[Point annotation dataset records]
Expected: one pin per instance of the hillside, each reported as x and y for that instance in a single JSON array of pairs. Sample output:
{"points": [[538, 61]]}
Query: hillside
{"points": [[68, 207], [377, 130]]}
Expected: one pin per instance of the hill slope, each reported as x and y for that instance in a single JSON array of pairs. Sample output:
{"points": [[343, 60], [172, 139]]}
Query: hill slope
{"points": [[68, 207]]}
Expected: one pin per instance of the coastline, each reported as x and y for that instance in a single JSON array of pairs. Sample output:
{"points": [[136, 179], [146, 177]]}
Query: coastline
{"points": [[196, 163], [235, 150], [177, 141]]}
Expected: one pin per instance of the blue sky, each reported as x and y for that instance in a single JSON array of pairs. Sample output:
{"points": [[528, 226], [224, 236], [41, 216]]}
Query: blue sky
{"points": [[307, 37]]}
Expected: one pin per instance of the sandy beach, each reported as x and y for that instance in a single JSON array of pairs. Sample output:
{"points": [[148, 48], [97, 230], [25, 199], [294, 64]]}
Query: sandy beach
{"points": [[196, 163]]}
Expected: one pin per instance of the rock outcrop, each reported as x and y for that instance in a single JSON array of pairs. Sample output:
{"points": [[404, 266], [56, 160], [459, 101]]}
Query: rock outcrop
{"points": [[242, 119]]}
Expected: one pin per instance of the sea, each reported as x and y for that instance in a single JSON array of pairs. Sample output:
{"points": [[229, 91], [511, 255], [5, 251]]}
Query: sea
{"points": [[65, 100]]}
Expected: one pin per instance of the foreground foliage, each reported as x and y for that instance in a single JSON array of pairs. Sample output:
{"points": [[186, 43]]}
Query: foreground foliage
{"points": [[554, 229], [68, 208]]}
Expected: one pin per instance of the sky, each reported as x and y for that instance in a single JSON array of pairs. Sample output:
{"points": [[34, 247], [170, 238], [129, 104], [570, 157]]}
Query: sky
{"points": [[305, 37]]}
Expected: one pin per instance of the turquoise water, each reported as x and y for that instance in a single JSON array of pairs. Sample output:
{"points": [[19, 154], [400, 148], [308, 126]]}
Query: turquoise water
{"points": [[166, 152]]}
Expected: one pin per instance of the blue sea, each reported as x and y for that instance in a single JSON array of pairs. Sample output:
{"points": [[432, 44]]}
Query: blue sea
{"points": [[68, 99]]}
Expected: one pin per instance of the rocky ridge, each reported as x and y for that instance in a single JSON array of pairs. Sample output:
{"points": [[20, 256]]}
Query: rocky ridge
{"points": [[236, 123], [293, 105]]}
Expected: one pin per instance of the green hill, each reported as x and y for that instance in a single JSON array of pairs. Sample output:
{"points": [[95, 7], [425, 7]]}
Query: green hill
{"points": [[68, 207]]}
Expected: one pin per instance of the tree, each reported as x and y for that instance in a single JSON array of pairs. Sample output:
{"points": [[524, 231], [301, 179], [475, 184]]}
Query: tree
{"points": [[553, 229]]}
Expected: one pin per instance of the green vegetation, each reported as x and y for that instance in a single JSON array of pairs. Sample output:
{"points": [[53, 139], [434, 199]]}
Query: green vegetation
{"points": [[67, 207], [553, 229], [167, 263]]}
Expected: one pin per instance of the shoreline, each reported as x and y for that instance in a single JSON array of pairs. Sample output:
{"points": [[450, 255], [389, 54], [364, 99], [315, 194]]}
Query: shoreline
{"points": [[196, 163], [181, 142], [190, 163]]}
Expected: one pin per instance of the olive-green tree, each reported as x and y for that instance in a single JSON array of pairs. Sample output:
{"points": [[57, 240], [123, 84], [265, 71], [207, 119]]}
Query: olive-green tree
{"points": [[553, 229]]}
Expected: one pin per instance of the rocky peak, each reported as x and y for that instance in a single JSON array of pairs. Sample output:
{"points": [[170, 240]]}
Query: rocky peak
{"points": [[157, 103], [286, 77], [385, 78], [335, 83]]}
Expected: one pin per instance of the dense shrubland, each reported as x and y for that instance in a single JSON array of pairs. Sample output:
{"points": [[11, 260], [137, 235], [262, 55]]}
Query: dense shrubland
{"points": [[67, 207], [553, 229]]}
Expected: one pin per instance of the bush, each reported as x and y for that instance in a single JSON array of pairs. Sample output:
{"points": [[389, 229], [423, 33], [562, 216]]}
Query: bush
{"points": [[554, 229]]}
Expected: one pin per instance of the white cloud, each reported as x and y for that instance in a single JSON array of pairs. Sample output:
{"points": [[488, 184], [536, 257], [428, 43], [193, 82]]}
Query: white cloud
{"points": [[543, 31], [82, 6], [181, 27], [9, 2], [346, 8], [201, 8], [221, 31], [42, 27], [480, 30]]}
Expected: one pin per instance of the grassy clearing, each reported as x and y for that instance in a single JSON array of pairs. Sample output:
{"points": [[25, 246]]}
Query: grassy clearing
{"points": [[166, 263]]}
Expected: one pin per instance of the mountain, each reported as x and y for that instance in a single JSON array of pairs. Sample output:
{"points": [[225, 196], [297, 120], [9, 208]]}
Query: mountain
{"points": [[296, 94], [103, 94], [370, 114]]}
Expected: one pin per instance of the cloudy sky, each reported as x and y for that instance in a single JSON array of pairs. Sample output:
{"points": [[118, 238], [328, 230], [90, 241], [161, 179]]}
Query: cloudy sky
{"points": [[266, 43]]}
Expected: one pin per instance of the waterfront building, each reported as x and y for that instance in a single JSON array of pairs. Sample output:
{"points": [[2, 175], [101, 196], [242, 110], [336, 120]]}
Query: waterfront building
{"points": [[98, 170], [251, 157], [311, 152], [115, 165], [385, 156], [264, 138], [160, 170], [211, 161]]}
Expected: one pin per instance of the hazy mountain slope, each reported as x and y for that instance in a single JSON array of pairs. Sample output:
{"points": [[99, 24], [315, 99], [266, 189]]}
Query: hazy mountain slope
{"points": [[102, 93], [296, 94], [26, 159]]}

→ EXERCISE BRIEF: Repeat the records exactly, including every line.

→ FINISHED TASK:
Expected: one pin per instance of the hillside, each reported as x and y for that instance in a single JSON array of pairs. Sample output:
{"points": [[538, 61]]}
Query: hillside
{"points": [[68, 207], [377, 130]]}
Expected: one pin per instance of the hill slope, each reported as x and y for that instance in a single JSON array of pairs. Sample output:
{"points": [[343, 60], [172, 139]]}
Query: hill slope
{"points": [[68, 207]]}
Expected: one pin per instance of the coastline, each reported as x and y for that instance in a single JSON array of pairs. Sample output:
{"points": [[136, 179], [146, 177]]}
Query: coastline
{"points": [[196, 163], [235, 150], [177, 141]]}
Expected: one pin per instance of the blue sky, each reported as x and y for that instance in a single JSON array of pairs. Sample output:
{"points": [[528, 226], [224, 236], [41, 216]]}
Query: blue sky
{"points": [[307, 37]]}
Expected: one pin per instance of the sandy beach, each reported as x and y for that instance in a single JSON array of pairs. Sample output:
{"points": [[148, 48], [97, 230], [25, 199], [294, 64]]}
Query: sandy beach
{"points": [[196, 163]]}
Expected: one pin per instance of the rock outcrop, each reported as x and y for that instance in a single JSON array of pairs. Sample output:
{"points": [[404, 266], [56, 160], [459, 101]]}
Query: rock outcrop
{"points": [[242, 119]]}
Expected: one pin per instance of the sea, each reported as x and y for that instance in a single JSON array of pairs. Sample output:
{"points": [[229, 91], [511, 255], [5, 251]]}
Query: sea
{"points": [[65, 100]]}
Expected: one pin per instance of the foreground foliage, each reported as x and y for that instance in a single JSON array of pairs. Sample output:
{"points": [[186, 43]]}
Query: foreground foliage
{"points": [[554, 229], [68, 208]]}
Expected: one pin per instance of the sky, each reported as x and y for that instance in a single JSON array of pairs. Sample output:
{"points": [[34, 247], [170, 238], [129, 104], [570, 157]]}
Query: sky
{"points": [[305, 37]]}
Expected: one pin per instance of the turquoise water, each reported as x and y for that instance in a single JSON array of pairs. Sample output:
{"points": [[19, 154], [400, 148], [308, 126]]}
Query: turquoise water
{"points": [[166, 152]]}
Expected: one pin per instance of the blue sea, each reported as x and y for that instance in a single JSON array of pairs. Sample output:
{"points": [[432, 44]]}
Query: blue sea
{"points": [[68, 99]]}
Expected: one pin per instance of the rocky ridge, each reported as x and y for that instance in a single JSON array of pairs. Sample output:
{"points": [[20, 256]]}
Query: rocky ridge
{"points": [[236, 123], [293, 105]]}
Expected: one pin per instance of the green hill, each reported as x and y for that instance in a single JSON array of pairs. Sample output:
{"points": [[95, 7], [425, 7]]}
Query: green hill
{"points": [[68, 207]]}
Expected: one pin per instance of the tree, each reported as x and y for that instance in a single JSON array of pairs. Sample output:
{"points": [[524, 231], [301, 179], [475, 184]]}
Query: tree
{"points": [[553, 229]]}
Expected: one pin per instance of the green vegetation, each reported as x and y for that instance in a single JSON array of pairs. Sample output:
{"points": [[53, 139], [434, 199]]}
Query: green vegetation
{"points": [[67, 207], [553, 229], [167, 263]]}
Expected: one pin per instance of the shoreline, each reported as x and y for that instance in a single JSON array of pairs. Sample output:
{"points": [[450, 255], [389, 54], [364, 99], [315, 194]]}
Query: shoreline
{"points": [[196, 163], [181, 142], [190, 163]]}
Expected: one pin per instance of the olive-green tree, each reported as x and y for that instance in a single JSON array of pairs. Sample output:
{"points": [[57, 240], [123, 84], [265, 71], [207, 119]]}
Query: olive-green tree
{"points": [[553, 229]]}
Expected: one pin per instance of the rocky peak, each reported as x and y for that instance in a single JSON array of pairs. Sample output:
{"points": [[170, 240]]}
Query: rocky peak
{"points": [[157, 103], [286, 77], [385, 78], [335, 83]]}
Expected: one pin per instance of the dense shrubland, each reported as x and y for that instance in a single JSON array of pairs. Sample output:
{"points": [[11, 260], [137, 235], [262, 55]]}
Query: dense shrubland
{"points": [[67, 207], [553, 229]]}
Expected: one pin per instance of the bush, each reported as x and y for that instance in a single JSON array of pairs. Sample output:
{"points": [[389, 229], [423, 33], [562, 216]]}
Query: bush
{"points": [[554, 229]]}
Expected: one pin per instance of the white cloud, each reported as x and y for that instance in a single JSON array of pairs. Sample output:
{"points": [[488, 184], [536, 257], [428, 43], [193, 82]]}
Query: white cloud
{"points": [[543, 31], [82, 6], [181, 27], [9, 2], [346, 8], [201, 8], [221, 31], [42, 27], [480, 30]]}
Expected: one pin per instance of the grassy clearing, each reported as x and y for that instance in a single JSON array of pairs. Sample output:
{"points": [[25, 246]]}
Query: grassy clearing
{"points": [[166, 263]]}
Expected: one pin per instance of the mountain, each reported as x and y for that instance in a single JSON array of pairs. Sample output:
{"points": [[225, 196], [297, 120], [9, 208]]}
Query: mountain
{"points": [[296, 94], [103, 94], [370, 114]]}
Expected: one pin per instance of the cloudy sky, each reported as x and y for that instance in a single JSON array of pairs. Sample output:
{"points": [[118, 238], [328, 230], [90, 241], [161, 179]]}
Query: cloudy sky
{"points": [[266, 43]]}
Expected: one pin per instance of the waterfront building, each reported as x and y for that instance in a single JSON array of pairs. Sample output:
{"points": [[2, 175], [101, 196], [242, 110], [336, 120]]}
Query: waterfront building
{"points": [[98, 170], [251, 157], [311, 152], [115, 165], [385, 156], [264, 138], [160, 170], [211, 161]]}
Expected: one pin per instance of the hazy mountain slope, each reported as x and y for that instance in a single JSON array of pairs. Sample output:
{"points": [[99, 24], [315, 99], [266, 189]]}
Query: hazy mountain slope
{"points": [[102, 93], [296, 94], [26, 159]]}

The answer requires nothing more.